START Text passage
Researchers find a country's wealth correlates with its collective knowledge
(PhysOrg.com) -- What causes the large gap between rich and poor countries has been a long-debated question. Previous research has found some correlation between a nation’s economic prosperity and factors such as how the country is governed, the average amount of formal education each individual receives, and the country's overall competiveness. But now a team of researchers from Harvard and MIT has discovered that a new measure based on a country's collective knowledge can account for the enormous income differences between the nations of the world better than any other factor.
The researchers, led by Ricardo Hausmann, director of Harvard’s Center for International Development and former Minister of Planning for Venezuela, and Cesar A. Hidalgo, assistant professor at MIT’s Media Laboratory and faculty associate at Harvard’s Center for International Development, have published a book called The Atlas of Economic Complexity. Starting today, the book is free to download at http://atlas.media.mit.edu.
The authors plan to launch the book during an exclusive event at Harvard's Center for International Development on October 27th. Attendees will include chief economists of the World Bank and the Asian Development Bank, among other guests.
END Text passage
START Information given
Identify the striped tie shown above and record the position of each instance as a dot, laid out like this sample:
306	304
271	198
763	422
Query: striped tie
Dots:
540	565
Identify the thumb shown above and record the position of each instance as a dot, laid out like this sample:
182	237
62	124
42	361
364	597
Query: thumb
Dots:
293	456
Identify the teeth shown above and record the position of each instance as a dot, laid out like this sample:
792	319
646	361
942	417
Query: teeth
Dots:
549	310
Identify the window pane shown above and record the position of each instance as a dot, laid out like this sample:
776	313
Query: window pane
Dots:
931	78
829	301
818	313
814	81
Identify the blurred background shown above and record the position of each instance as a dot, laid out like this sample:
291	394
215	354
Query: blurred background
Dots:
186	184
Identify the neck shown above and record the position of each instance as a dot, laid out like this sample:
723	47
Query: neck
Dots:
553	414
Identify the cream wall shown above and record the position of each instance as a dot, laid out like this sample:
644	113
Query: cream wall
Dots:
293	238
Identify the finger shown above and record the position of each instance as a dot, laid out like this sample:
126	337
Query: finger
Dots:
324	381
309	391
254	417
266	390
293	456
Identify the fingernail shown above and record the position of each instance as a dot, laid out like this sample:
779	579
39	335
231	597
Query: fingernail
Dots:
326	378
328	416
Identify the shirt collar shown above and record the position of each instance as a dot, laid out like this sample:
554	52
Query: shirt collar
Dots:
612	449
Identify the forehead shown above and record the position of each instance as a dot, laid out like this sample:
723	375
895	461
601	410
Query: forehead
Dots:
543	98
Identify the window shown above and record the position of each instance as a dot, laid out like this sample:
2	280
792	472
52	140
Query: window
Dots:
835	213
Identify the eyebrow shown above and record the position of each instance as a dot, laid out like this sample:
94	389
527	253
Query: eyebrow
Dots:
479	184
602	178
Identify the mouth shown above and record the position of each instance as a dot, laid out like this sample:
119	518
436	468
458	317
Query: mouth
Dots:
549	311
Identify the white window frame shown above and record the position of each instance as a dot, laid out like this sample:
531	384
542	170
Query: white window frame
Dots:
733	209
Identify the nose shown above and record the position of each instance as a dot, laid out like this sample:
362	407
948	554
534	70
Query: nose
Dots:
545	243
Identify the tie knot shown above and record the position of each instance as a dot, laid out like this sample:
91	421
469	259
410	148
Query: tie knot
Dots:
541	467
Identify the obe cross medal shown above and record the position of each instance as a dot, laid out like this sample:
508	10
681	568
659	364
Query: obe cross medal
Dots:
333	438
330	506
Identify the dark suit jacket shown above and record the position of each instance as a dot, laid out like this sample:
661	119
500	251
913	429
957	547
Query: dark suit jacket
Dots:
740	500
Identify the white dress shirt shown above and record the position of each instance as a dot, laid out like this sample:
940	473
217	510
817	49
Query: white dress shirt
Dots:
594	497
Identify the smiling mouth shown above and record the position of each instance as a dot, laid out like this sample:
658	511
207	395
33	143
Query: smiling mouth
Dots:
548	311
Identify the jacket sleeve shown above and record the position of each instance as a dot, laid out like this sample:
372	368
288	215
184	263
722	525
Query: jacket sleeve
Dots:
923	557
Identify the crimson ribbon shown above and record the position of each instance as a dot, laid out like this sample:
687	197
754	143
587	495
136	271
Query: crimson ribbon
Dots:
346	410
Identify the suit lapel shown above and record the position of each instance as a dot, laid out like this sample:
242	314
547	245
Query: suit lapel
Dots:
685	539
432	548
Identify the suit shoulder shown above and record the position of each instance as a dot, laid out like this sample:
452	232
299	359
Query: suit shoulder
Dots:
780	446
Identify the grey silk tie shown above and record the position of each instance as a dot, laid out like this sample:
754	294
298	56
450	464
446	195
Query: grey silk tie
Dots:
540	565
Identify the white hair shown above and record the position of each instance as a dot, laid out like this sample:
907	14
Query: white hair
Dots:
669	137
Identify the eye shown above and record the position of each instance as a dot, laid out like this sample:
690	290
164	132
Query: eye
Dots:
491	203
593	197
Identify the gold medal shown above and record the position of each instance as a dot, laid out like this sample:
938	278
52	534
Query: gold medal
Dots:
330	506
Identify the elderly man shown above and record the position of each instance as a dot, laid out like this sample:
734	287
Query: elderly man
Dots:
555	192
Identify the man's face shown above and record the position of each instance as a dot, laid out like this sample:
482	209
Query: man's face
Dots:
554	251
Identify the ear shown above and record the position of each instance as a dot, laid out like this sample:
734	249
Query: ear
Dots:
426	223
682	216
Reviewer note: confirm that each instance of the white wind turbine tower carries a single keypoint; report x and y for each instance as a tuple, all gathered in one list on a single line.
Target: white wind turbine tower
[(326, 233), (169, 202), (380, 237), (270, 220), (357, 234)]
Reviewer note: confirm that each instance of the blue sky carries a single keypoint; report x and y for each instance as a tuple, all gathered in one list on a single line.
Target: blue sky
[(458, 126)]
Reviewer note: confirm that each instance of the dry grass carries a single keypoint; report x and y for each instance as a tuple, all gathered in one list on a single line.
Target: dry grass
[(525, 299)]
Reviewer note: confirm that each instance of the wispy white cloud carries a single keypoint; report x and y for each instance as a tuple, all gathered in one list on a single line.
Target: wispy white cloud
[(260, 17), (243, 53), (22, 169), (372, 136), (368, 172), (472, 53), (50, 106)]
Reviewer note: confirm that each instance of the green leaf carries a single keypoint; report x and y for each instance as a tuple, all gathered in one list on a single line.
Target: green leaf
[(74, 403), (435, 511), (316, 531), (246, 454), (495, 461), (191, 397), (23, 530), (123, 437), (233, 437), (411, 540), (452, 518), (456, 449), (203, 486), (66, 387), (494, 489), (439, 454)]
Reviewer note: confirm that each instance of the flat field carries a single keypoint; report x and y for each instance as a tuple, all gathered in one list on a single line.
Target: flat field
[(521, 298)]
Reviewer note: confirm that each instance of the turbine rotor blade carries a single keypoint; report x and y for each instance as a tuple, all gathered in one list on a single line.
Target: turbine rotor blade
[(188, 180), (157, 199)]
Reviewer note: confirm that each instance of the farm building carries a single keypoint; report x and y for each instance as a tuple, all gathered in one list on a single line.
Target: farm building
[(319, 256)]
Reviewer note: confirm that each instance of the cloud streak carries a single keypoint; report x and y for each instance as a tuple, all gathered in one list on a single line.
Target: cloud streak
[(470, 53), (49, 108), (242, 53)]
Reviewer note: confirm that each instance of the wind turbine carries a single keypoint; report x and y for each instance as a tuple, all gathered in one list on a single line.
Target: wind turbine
END Information given
Answer these questions using the article on national wealth and collective knowledge:
(a) From which two institutions did the research team come?
(b) What is the title of the book the researchers published?
(c) On what date do the authors plan to launch the book?
The items above come from a source separate from the article.

Answer area:
(a) Harvard and MIT.
(b) The Atlas of Economic Complexity.
(c) October 27th.